Task directions
Omit every picture and output the rest of the records exactly as they are.

Given records
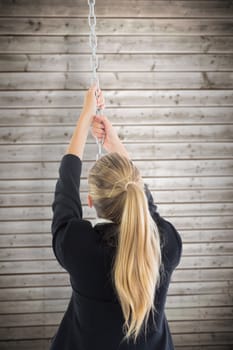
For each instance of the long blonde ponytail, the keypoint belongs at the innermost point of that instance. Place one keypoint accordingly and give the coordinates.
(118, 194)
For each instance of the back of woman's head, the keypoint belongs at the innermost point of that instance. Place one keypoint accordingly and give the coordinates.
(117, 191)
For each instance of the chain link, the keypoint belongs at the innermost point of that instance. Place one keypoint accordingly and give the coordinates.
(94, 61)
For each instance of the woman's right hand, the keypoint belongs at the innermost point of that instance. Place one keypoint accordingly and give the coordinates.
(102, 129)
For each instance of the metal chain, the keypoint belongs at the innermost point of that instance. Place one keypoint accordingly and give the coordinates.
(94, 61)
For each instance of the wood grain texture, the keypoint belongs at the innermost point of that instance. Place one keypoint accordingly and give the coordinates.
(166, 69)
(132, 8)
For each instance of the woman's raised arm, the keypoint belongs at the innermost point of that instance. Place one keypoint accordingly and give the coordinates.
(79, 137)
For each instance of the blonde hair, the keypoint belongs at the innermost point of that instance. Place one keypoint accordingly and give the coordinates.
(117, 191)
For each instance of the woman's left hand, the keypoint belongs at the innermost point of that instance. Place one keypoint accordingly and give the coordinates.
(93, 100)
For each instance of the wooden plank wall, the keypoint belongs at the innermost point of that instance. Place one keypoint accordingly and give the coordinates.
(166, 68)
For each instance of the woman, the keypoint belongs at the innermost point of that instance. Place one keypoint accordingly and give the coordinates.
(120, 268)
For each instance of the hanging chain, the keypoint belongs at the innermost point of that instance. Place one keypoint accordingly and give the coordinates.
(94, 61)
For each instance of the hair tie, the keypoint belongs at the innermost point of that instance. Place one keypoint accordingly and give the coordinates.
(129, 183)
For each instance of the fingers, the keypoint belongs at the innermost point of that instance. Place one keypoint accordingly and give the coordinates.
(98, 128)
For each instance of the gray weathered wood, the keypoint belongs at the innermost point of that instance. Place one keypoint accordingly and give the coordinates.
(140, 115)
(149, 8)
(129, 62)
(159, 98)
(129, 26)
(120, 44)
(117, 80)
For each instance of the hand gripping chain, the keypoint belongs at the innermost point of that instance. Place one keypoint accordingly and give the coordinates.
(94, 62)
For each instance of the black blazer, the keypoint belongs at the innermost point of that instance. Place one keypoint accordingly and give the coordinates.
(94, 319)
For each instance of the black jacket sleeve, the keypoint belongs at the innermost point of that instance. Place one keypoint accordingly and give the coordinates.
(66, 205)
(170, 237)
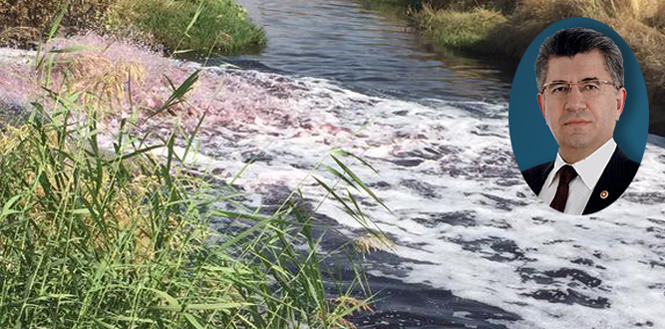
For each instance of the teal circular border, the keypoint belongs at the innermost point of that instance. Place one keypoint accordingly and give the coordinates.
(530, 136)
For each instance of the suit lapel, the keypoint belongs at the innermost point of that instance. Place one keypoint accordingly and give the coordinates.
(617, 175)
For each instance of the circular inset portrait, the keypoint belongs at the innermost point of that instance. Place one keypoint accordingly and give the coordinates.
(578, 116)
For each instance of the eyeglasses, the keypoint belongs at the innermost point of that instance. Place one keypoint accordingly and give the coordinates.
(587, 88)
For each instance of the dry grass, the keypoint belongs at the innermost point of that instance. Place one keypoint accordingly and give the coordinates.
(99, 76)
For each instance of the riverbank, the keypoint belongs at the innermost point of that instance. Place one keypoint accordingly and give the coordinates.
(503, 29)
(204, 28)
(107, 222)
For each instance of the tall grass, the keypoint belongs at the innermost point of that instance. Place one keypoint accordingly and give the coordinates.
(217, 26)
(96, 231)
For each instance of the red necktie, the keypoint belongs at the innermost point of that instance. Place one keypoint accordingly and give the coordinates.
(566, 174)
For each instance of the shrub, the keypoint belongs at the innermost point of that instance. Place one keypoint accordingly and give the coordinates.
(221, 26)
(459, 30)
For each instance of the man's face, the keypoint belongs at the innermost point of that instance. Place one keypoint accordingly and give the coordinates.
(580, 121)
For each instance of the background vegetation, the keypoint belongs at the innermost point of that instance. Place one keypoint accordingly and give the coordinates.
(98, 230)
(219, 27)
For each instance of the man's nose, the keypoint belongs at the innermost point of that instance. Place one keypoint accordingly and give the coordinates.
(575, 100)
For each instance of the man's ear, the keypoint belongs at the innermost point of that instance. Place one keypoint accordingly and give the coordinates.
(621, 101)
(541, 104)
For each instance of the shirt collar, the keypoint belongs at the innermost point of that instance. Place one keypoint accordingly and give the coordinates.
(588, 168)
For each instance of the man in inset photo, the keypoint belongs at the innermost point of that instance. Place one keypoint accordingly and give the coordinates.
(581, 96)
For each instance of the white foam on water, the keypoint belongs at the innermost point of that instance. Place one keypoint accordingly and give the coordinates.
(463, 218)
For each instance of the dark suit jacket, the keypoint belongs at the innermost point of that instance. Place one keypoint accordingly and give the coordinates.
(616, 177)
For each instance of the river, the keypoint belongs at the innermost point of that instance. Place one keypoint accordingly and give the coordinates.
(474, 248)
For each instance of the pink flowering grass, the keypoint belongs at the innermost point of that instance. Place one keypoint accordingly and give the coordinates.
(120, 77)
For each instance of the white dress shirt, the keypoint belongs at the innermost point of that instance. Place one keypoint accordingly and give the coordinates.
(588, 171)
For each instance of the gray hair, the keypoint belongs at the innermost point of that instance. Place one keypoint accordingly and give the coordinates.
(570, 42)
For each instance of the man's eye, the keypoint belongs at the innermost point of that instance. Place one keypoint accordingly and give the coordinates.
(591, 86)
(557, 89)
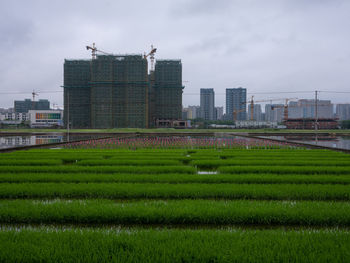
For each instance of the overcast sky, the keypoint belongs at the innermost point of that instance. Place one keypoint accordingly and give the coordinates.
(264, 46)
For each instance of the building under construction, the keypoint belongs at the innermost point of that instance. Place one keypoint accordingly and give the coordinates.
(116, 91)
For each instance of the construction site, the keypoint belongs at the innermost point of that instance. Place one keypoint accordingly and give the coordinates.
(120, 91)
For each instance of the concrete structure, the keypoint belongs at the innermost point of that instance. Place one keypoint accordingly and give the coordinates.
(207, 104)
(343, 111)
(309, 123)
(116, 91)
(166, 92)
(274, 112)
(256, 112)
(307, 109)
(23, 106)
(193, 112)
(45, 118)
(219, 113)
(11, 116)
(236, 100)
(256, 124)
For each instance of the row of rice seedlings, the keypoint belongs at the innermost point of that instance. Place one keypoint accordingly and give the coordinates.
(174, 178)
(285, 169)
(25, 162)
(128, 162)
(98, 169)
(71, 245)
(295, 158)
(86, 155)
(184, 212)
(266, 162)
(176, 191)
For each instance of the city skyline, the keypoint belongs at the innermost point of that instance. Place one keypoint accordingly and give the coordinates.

Complete output
For each instance of the long blonde ponytail, the keypoint belongs at the innermost point of that instance. Place one keypoint accordingly and give the coordinates.
(118, 194)
For each instance of the back of woman's head, the keypoint belongs at the innermost point of that instance. Place one keypoint accordingly and give the coordinates.
(117, 191)
For each instance of the chain link, the keypoint belongs at the innermost point of that instance. Place one keypoint accordingly and give the coordinates.
(94, 61)
For each instance of the woman's right hand, the keypoint belongs at the innermost point of that instance. Place one keypoint accordingly and give the coordinates.
(102, 129)
For each instance of the metal chain, the keypoint belongs at the innermost point of that instance. Place one keypoint accordingly and give the coordinates.
(94, 61)
For each instance of the wood grain texture, the keypoint belongs at the innermost point of that instance. Place one keypoint accordingly and give the coordinates.
(166, 69)
(132, 8)
For each instance of the woman's raised arm, the keypoint belongs at the innermost point of that instance. Place one keypoint accordingly and give the coordinates.
(79, 137)
For each instance of the blonde hair, the keypoint belongs at the innermost point of that instance. Place one keypoint accordingly and give the coordinates.
(117, 191)
For each instance of the woman's left hand, the keypoint belongs at the innermost point of that instance. Place one keypoint accordingly and give the coordinates.
(93, 100)
For each instance of the wooden plank wall, the keypoint belongs at the innermost point of that instance. Place one keypoint accordingly and give the coordinates.
(166, 68)
For each instance of the woman, the keypoint belongs at the innermost point of that instance. Place one keypoint accordingly and give the coordinates.
(120, 268)
For each instance of the hanging chain, the keypoint belongs at the innermost point of that instance. Place one keypoint accordingly and give the coordinates.
(94, 61)
For each instance of the hair tie, the keypoint belongs at the innermost point of that instance. Place one keypoint accordingly and give the coordinates.
(129, 183)
For each instance of the fingers, the keypoint belongs at the innermost point of that instance. Place one keypoint accordingly and give the coordinates.
(98, 128)
For each instance of the gray weathered wood, the keypoint belongs at the innermost point of that instance. Place one keypoint accordingly and give the coordinates.
(140, 115)
(149, 8)
(129, 62)
(159, 98)
(129, 26)
(120, 44)
(117, 80)
For each instance of the hand gripping chain, the keypoint belongs at the innermost point of that instance. Place one keypoint accordingly and give the coordinates.
(94, 62)
For each instance of the black blazer, the keypoint belongs at the innermost point of that instance. Place one keypoint accordingly and give the coordinates.
(94, 319)
For each instance of the black jacket sleeve, the keypoint belongs at the innermost point of that instance. Place one keypoint accordingly and give the coordinates.
(66, 205)
(170, 237)
For each instance of the teal circular border, the keypoint belongs at the innermost point of that instance. Place one keypoint accordingly and give the coordinates.
(530, 136)
For each instance of the suit lapel, the keypoint belongs at the innermost point of that instance. Place one keypoint accordingly and give the coordinates.
(617, 175)
For each instance of the circular inset portrait, the keypoint belongs at the innermost point of that instance. Place one keypoint accordingly and give the coordinates.
(578, 116)
For each instance of the eyeglasses, the keypoint belongs at the innermost point of that instance. Place one keypoint accordingly and give the coordinates.
(587, 88)
For each instance of the dry grass, the keypoint belongs at the innermost point of that instance. Place one keypoint accordingly and give the coordinates.
(99, 76)
For each instance of the riverbank, the keypoint belongs at the innermost point of that instance. Place one keypoint accordingly and give the coordinates.
(503, 29)
(204, 28)
(107, 222)
For each instance of the tall grass, the keypoint belongs at the innermost point of that instance. Place one keypoint accordingly and give the coordinates.
(217, 26)
(96, 231)
For each instance of the red necktie, the keypoint belongs at the innermost point of that instance. Place one keypoint accordingly and give the coordinates.
(566, 174)
For each instance of the shrub, the keypoint belongs at the innermost point of that instance. Place one keypoint accordingly and give the coordinates.
(221, 26)
(459, 30)
For each instance of the man's face, the keypoint belongs at the innermost point of that instance. Place one keypoint accordingly and give the coordinates.
(580, 121)
For each instance of the background vegetation, the keypoint belongs at the innermost point of that instance. Place one keypoint accordingly and give the coordinates.
(98, 230)
(219, 27)
For each instance of the man's nose, the keypoint belongs at the innermost point of that instance. Place one keypoint accordingly and give the coordinates.
(575, 100)
For each instance of the man's ear, the keypoint belongs at the innermost point of that instance. Place one keypoint accordingly and give the coordinates.
(621, 101)
(541, 104)
For each instance of the shirt collar, the keypoint belongs at the innermost point of that instance. Place one keypoint accordingly and give the coordinates.
(588, 168)
For each instance of the man in inset photo, the keypoint belongs at the innermost point of that instance. Place one keypoint accordingly and give the coordinates.
(581, 96)
For each instance of the white foam on water, the keypoint belongs at the innermost point of that instance. Place one keypoint accordingly and give the coordinates.
(463, 218)
For each instance of the dark suit jacket, the keypoint belongs at the innermost point of that instance. Place one keypoint accordingly and give the coordinates.
(616, 177)
For each instance of the river, the keypoint belongs at the innermost point of that instance. Place one keypoint accordingly and give the coordinates.
(474, 248)
For each instance of the pink flowering grass, the keypoint belongs at the innermost point of that instance. Place one keypoint accordingly and give the coordinates.
(120, 77)
For each instance of the white dress shirt, the keypoint belongs at the innermost point of that instance. Place one keypoint accordingly and give the coordinates.
(588, 171)
For each instance of the gray hair, the keypoint belongs at the innermost point of that instance. Place one keypoint accordingly and give the coordinates.
(570, 42)
For each instance of the man's eye, the keypoint belongs at the innermost point of that instance. Place one keypoint accordingly and give the coordinates.
(591, 86)
(557, 89)
For each instance of the overcast sky, the keypoint belongs at the innermost point of that instance. Place one keypoint accordingly and give the coordinates.
(264, 46)
For each instance of the building under construction, the keypoint belongs at the innermost point of that instance. Place one keypoint accordingly and give the coordinates.
(116, 91)
For each instance of the construction site, the keypoint belongs at the innermost point of that instance. Place one keypoint accordingly and give the coordinates.
(120, 91)
For each instance of the concrete structure, the keypoint belongs at the innermost point of that instance. Place one keypoint accordingly and give the coordinates.
(207, 104)
(343, 111)
(309, 123)
(116, 91)
(166, 92)
(274, 112)
(256, 112)
(307, 109)
(23, 106)
(193, 112)
(45, 118)
(219, 113)
(11, 116)
(236, 100)
(256, 124)
For each instance of the row of rice seedlings, the keypoint belongs at the innermost point of that instance. Place one keypoint accordingly and give the coordinates.
(174, 178)
(285, 169)
(25, 162)
(128, 162)
(98, 169)
(71, 245)
(295, 158)
(86, 155)
(184, 212)
(266, 162)
(176, 191)
For each instance of the city skyline, the keypoint belongs at the innermost point of that instance. Place one keypoint accordingly and give the coordinates.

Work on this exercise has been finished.